§ EXERCISE INSTRUCTIONS
Print the data below word for word, keeping every line and character unchanged.

§ INPUT DATA
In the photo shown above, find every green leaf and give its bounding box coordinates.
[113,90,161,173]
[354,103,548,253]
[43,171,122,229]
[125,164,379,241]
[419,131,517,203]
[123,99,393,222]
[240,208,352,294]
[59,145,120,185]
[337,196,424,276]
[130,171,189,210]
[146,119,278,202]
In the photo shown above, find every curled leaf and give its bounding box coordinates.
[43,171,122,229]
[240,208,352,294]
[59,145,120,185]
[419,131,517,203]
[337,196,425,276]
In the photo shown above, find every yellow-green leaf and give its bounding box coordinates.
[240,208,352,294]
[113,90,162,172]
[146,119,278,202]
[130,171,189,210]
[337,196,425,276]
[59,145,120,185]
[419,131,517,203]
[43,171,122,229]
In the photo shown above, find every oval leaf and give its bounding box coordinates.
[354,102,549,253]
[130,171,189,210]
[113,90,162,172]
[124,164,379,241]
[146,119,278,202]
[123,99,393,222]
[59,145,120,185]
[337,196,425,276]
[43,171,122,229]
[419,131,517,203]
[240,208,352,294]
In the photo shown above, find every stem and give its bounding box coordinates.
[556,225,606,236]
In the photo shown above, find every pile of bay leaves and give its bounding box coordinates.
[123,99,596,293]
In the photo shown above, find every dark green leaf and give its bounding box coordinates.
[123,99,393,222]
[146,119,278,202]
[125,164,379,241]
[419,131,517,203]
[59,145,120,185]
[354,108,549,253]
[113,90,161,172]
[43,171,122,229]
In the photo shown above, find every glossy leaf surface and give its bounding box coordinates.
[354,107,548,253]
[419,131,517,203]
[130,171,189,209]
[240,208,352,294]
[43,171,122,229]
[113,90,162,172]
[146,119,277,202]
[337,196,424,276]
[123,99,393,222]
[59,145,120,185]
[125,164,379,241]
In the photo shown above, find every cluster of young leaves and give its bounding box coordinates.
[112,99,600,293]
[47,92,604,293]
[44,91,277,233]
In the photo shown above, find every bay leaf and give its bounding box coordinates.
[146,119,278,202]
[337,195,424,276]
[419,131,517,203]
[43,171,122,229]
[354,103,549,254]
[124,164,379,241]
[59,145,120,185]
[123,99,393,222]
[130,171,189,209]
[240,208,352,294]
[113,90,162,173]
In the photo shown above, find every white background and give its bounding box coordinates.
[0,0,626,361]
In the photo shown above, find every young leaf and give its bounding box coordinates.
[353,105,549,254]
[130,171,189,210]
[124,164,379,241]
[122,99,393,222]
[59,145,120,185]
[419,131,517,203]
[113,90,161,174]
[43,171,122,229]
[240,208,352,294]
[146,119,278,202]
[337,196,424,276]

§ EXERCISE SOLUTION
In the photo shown above, find every green leaf and give its bounding box coordinates.
[113,90,161,173]
[354,103,548,253]
[43,171,122,229]
[125,164,379,241]
[419,131,517,203]
[123,99,393,222]
[240,208,352,294]
[59,145,120,185]
[337,196,424,276]
[130,171,189,210]
[146,119,278,202]
In the photo shown above, find every curled leaf and give its bounding box coordinates.
[43,171,122,229]
[240,208,352,294]
[59,145,120,185]
[419,131,517,203]
[337,196,425,276]
In the photo shown above, find every yellow-green leaf and give its bounding box coordinates.
[240,208,352,294]
[113,90,162,172]
[146,119,278,202]
[130,171,189,210]
[337,196,425,276]
[59,145,120,185]
[419,131,517,203]
[43,171,122,229]
In the photo shown above, find every oval leaf and give its bounding box coordinates.
[354,102,549,253]
[130,171,189,210]
[113,90,162,172]
[124,164,379,241]
[146,119,278,202]
[123,99,393,222]
[59,145,120,185]
[337,196,425,276]
[43,171,122,229]
[419,131,517,203]
[240,208,352,294]
In the photo shown above, find every stem and give its bounding box coordinates.
[556,225,606,236]
In the photo shown above, find every pile of bay leaves and give its bounding box coordinates.
[123,99,596,293]
In the photo shown above, find every dark green leaf and give its bounding box coordinates.
[123,99,393,222]
[146,119,278,202]
[125,164,379,241]
[419,131,517,203]
[59,145,120,185]
[354,108,549,253]
[113,90,161,172]
[43,171,122,229]
In the photo shown above, find every glossy leaf surface and give its bounding box coordinates.
[354,107,548,253]
[419,131,517,203]
[130,171,189,209]
[240,208,352,294]
[43,171,122,229]
[113,90,162,172]
[146,119,277,202]
[337,196,424,276]
[123,99,393,222]
[59,145,120,185]
[125,164,379,241]
In the photo shown above, find every cluster of young leaves and give its bounding box coordinates.
[112,99,600,293]
[47,92,604,293]
[44,91,277,233]
In the photo shown above, find every bay leaf and give its bounding box coordinates.
[146,119,278,202]
[337,195,424,276]
[419,131,517,203]
[43,171,122,229]
[354,103,549,254]
[124,164,379,241]
[59,145,120,185]
[123,99,393,222]
[130,171,189,209]
[240,208,352,294]
[113,90,162,173]
In the photo shown above, find every white background and give its bounding box coordinates.
[0,0,626,361]
In the photo shown above, find every young leaf and give its bounding box coordinates.
[353,105,549,254]
[130,171,189,210]
[124,164,379,241]
[122,99,393,222]
[59,145,120,185]
[419,131,517,203]
[113,90,161,174]
[43,171,122,229]
[240,208,352,294]
[146,119,278,202]
[337,196,424,276]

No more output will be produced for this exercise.